◆ **GOAL OF THE EXERCISE**
Every entry that follows must be written out exactly, apart from its pictures.

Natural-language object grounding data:
━━━━━━━━━━━━━━━━
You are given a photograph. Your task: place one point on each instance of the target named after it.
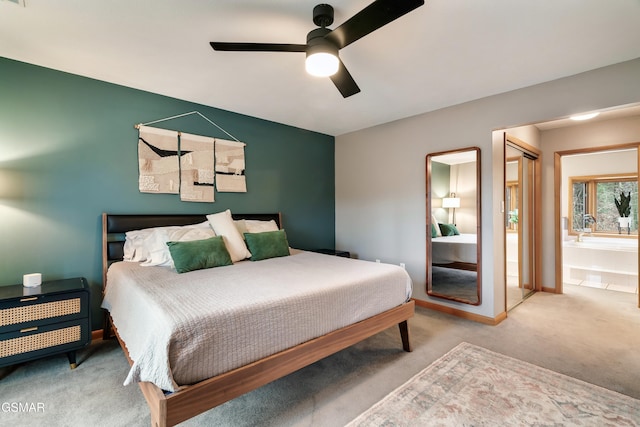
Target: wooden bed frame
(171, 409)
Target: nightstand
(335, 252)
(49, 319)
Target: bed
(183, 390)
(458, 251)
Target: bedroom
(58, 129)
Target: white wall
(380, 172)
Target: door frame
(536, 237)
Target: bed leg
(404, 334)
(106, 326)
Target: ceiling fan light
(322, 64)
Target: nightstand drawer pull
(39, 341)
(29, 313)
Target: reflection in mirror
(453, 225)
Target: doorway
(521, 213)
(597, 250)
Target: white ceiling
(443, 53)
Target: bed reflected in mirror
(453, 225)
━━━━━━━━━━━━━━━━
◆ **ANSWER SPACE**
You are given a photograph. Your task: place one point on each instance of the target named after it.
Target: wooden bed frame
(171, 409)
Target: nightstand
(335, 252)
(49, 319)
Target: bed
(183, 390)
(458, 251)
Target: bedroom
(58, 129)
Target: white wall
(380, 172)
Target: door frame
(536, 237)
Target: bed leg
(404, 334)
(106, 326)
Target: ceiling fan light
(322, 64)
Target: nightstand drawer pull
(39, 341)
(29, 313)
Target: reflection in mirror
(453, 225)
Target: doorway
(521, 213)
(597, 250)
Target: white ceiling
(443, 53)
Target: bed reflected in mirror
(453, 225)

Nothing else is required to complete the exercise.